### [Short problem]
Rewrite as a numbered list the part of the data that opens with the line containing "Could you please outline every instance of the office" and closes with the line containing "[(282, 2), (0, 0), (1, 210), (282, 210)]", skipping blank lines. Leave the pictures out of the answer.
>>>>
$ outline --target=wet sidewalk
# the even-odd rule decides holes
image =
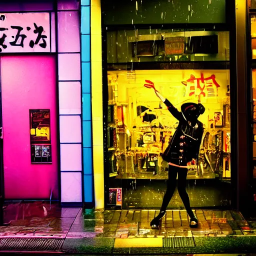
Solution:
[[[184,210],[168,210],[159,230],[155,210],[94,212],[37,202],[5,206],[0,251],[104,254],[252,253],[256,222],[234,210],[196,210],[191,228]]]

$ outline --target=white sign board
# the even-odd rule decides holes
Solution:
[[[0,14],[0,54],[49,52],[50,14]]]

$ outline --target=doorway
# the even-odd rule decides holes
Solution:
[[[56,61],[0,58],[6,200],[58,198]]]

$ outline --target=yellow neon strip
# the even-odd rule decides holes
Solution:
[[[95,208],[104,208],[100,0],[91,1],[92,112]]]

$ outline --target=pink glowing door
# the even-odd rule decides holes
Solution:
[[[3,56],[0,68],[4,197],[58,199],[55,57]],[[30,110],[50,110],[51,163],[32,162]]]

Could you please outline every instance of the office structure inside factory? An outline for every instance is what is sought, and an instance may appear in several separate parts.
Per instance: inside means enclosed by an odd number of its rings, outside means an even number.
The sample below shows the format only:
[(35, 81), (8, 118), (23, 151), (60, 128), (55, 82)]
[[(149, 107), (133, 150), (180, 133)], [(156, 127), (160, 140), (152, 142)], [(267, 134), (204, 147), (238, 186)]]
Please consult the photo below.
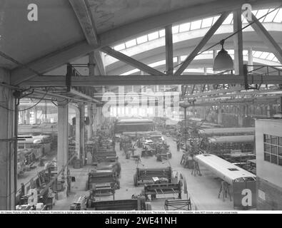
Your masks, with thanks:
[(282, 2), (0, 0), (1, 210), (282, 210)]

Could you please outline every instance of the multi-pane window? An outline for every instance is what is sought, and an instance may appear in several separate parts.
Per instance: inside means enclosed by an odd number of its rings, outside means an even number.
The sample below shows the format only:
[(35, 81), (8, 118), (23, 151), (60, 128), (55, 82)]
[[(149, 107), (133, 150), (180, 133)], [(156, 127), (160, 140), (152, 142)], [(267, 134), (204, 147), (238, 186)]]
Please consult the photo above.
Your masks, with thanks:
[(263, 135), (264, 160), (282, 166), (282, 137)]

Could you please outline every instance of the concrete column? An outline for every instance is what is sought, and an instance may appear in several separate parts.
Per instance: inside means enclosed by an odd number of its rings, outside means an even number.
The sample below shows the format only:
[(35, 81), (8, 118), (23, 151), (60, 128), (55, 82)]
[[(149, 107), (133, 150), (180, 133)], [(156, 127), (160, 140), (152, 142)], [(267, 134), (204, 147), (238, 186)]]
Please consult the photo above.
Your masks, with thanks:
[(222, 107), (220, 106), (218, 108), (218, 118), (217, 118), (218, 124), (222, 124)]
[[(0, 68), (0, 82), (10, 84), (8, 71)], [(0, 86), (0, 105), (14, 109), (15, 100), (12, 90)], [(0, 139), (14, 138), (15, 113), (0, 107)], [(0, 140), (0, 210), (15, 209), (14, 192), (16, 190), (16, 152), (14, 140)]]
[(238, 125), (240, 127), (243, 125), (243, 117), (245, 115), (245, 108), (246, 106), (240, 105), (238, 108)]
[(202, 108), (202, 113), (203, 113), (203, 119), (206, 120), (206, 107)]
[(31, 115), (30, 115), (30, 111), (29, 110), (27, 110), (26, 111), (26, 124), (30, 124), (31, 123)]
[(77, 107), (75, 107), (74, 109), (76, 110), (76, 157), (80, 159), (80, 112)]
[[(65, 100), (58, 100), (58, 172), (69, 160), (69, 107)], [(66, 177), (67, 168), (59, 179)]]
[(236, 10), (233, 12), (233, 31), (237, 31), (233, 36), (234, 46), (234, 73), (236, 75), (243, 75), (243, 34), (242, 34), (242, 20), (241, 10)]
[(95, 72), (95, 60), (94, 60), (94, 52), (92, 51), (89, 53), (89, 76), (96, 76)]
[[(253, 48), (250, 48), (248, 49), (248, 65), (253, 65)], [(253, 71), (253, 66), (249, 66), (248, 71)]]
[(84, 145), (85, 145), (85, 124), (84, 124), (84, 117), (85, 117), (85, 106), (84, 104), (79, 104), (79, 139), (80, 139), (80, 156), (81, 158), (82, 159), (83, 164), (84, 165), (84, 161), (85, 161), (85, 154), (84, 154)]
[(267, 105), (267, 108), (266, 108), (267, 109), (266, 109), (266, 115), (267, 115), (267, 117), (268, 118), (271, 118), (271, 105)]
[(34, 123), (36, 124), (36, 119), (37, 119), (37, 108), (34, 108)]
[(87, 116), (89, 118), (89, 125), (87, 126), (87, 139), (89, 140), (93, 135), (93, 107), (92, 105), (87, 106)]
[(94, 136), (97, 134), (97, 108), (96, 105), (93, 105), (93, 125), (92, 132)]

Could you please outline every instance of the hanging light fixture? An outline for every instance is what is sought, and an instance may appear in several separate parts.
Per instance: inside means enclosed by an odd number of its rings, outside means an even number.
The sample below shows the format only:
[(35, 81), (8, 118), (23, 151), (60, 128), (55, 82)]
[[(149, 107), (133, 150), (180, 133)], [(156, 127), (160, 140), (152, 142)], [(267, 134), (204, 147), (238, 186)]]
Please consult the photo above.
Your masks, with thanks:
[(221, 41), (221, 50), (218, 53), (213, 61), (213, 71), (231, 71), (234, 69), (231, 56), (223, 48), (224, 40)]

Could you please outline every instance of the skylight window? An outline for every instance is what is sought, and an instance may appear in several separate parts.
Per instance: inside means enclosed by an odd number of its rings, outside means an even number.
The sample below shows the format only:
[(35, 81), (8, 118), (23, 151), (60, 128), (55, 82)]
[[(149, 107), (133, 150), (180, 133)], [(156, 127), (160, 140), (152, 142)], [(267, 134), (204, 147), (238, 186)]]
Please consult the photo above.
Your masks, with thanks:
[(212, 23), (213, 23), (213, 18), (212, 17), (203, 19), (202, 28), (211, 27)]
[(178, 33), (179, 32), (179, 26), (172, 27), (172, 33)]
[[(256, 17), (258, 19), (263, 15), (266, 15), (267, 12), (268, 11), (268, 9), (260, 9), (258, 11), (258, 13), (256, 14)], [(263, 22), (264, 20), (264, 17), (263, 17), (261, 19), (259, 20), (259, 21)]]
[(126, 73), (124, 73), (121, 74), (121, 76), (129, 76), (129, 75), (130, 75), (130, 74), (132, 74), (132, 73), (136, 73), (136, 72), (139, 72), (139, 71), (140, 71), (139, 69), (134, 69), (134, 70), (132, 70), (132, 71), (127, 71), (127, 72), (126, 72)]
[(236, 168), (228, 168), (228, 170), (230, 170), (230, 171), (239, 171), (238, 169), (236, 169)]
[(191, 23), (191, 30), (198, 29), (201, 28), (202, 20), (198, 20)]
[(273, 21), (275, 16), (276, 15), (278, 11), (279, 10), (278, 9), (273, 11), (274, 9), (269, 9), (269, 14), (268, 14), (266, 16), (266, 19), (264, 19), (263, 22), (272, 22), (272, 21)]
[(166, 36), (166, 31), (164, 31), (164, 29), (160, 30), (158, 31), (158, 33), (160, 34), (160, 37), (163, 37), (163, 36)]
[(243, 56), (248, 56), (248, 50), (243, 50)]
[(278, 12), (273, 19), (273, 22), (281, 23), (282, 22), (282, 9), (279, 9)]
[(257, 11), (257, 10), (252, 10), (251, 12), (253, 13), (253, 14), (254, 16), (256, 16), (256, 14), (258, 14), (258, 11)]
[(129, 41), (126, 42), (126, 48), (132, 47), (133, 46), (136, 45), (136, 40), (134, 38), (134, 40), (131, 40)]
[(271, 61), (274, 57), (274, 54), (273, 53), (270, 53), (269, 55), (266, 57), (266, 59)]
[(148, 34), (148, 40), (151, 41), (158, 38), (158, 31), (155, 31), (153, 33)]
[(121, 43), (114, 47), (114, 49), (115, 49), (116, 51), (121, 51), (125, 48), (126, 48), (126, 46), (124, 43)]
[(266, 57), (269, 55), (269, 52), (263, 52), (263, 53), (259, 56), (261, 58), (266, 58)]
[(179, 32), (183, 32), (183, 31), (187, 31), (190, 30), (190, 24), (191, 23), (185, 23), (182, 24), (179, 26)]
[(166, 64), (166, 60), (162, 60), (162, 61), (158, 61), (156, 63), (151, 63), (148, 66), (151, 66), (151, 67), (156, 67), (158, 66), (161, 66), (161, 65), (165, 65), (165, 64)]
[(242, 20), (242, 23), (243, 23), (243, 23), (248, 23), (247, 19), (246, 19), (243, 15), (241, 16), (241, 20)]
[(272, 61), (274, 62), (279, 62), (278, 60), (277, 59), (276, 56), (275, 56)]
[(231, 24), (233, 20), (233, 14), (230, 14), (224, 20), (223, 24)]
[(136, 38), (136, 40), (137, 40), (138, 44), (145, 43), (145, 42), (148, 41), (148, 36), (147, 36), (147, 35), (142, 36), (138, 37)]
[(218, 19), (219, 19), (219, 16), (216, 16), (213, 17), (213, 24), (214, 24), (216, 23), (216, 21), (217, 21)]
[(256, 51), (253, 53), (253, 56), (256, 58), (259, 58), (262, 53), (263, 53), (262, 51)]

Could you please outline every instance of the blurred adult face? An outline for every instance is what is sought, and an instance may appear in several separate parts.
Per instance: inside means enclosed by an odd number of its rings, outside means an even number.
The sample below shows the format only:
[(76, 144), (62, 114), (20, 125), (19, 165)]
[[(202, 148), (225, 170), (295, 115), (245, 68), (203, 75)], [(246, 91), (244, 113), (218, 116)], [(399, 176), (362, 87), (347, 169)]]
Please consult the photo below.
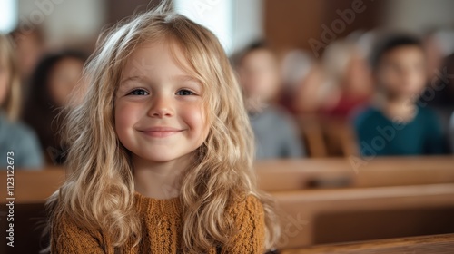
<<<<
### [Output below]
1. Could you please outline every instance of the office structure inside factory? An outline for every instance is what is sought, and an instance may appear in several separate parts.
2. Per instance: inside means enclosed by an odd number of its rings, outside means an even number.
3. The sample below shows the format only:
4. [(35, 81), (8, 118), (23, 151), (60, 128), (55, 82)]
5. [[(149, 107), (133, 150), (180, 133)], [(156, 127), (160, 140), (152, 142)], [(267, 134), (204, 147), (238, 186)]]
6. Please consult the photo below.
7. Your masks, with thanks:
8. [(282, 2), (0, 0), (1, 210), (282, 210)]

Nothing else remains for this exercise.